__The problem__. Copy the records below word for word, but leave out the pictures.
* * * *
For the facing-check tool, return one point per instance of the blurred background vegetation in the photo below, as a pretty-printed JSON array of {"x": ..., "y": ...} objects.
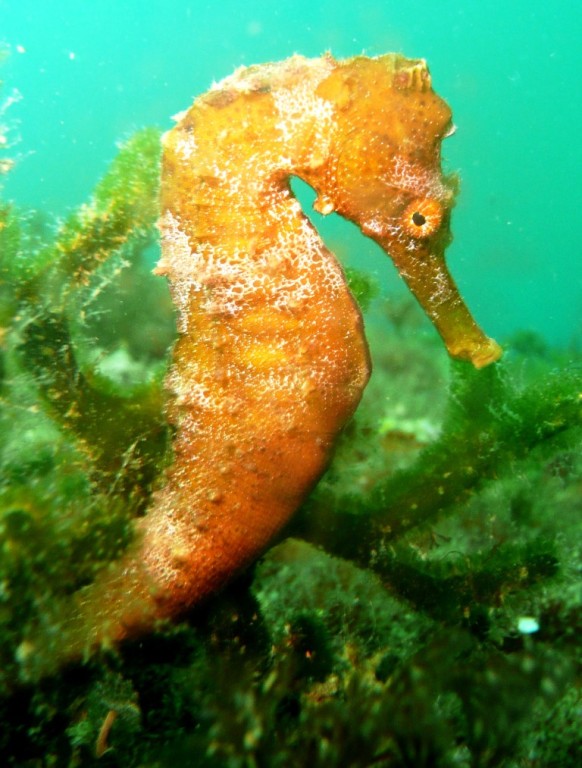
[{"x": 423, "y": 608}]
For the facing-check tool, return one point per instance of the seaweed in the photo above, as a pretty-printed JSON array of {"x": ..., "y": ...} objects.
[{"x": 423, "y": 608}]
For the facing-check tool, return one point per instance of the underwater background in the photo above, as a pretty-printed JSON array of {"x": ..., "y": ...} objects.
[
  {"x": 90, "y": 73},
  {"x": 424, "y": 606}
]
* * * *
__Solution to this task__.
For the facing-check tool, return one point per instance of the blurred background vegetation in the photo below, as a pretty-printed JSON array of {"x": ..., "y": ...} objects.
[{"x": 423, "y": 608}]
For the facing-check tool, return one point per instance of the seaweed in the photo above, as a pretty-printed JSON array of {"x": ..., "y": ...} objects.
[{"x": 423, "y": 608}]
For the facing-check tool, return one point per instance of the underwater background in the photo above, as a pretty-printed JSON array of {"x": ..., "y": ...} objects.
[
  {"x": 90, "y": 73},
  {"x": 424, "y": 606}
]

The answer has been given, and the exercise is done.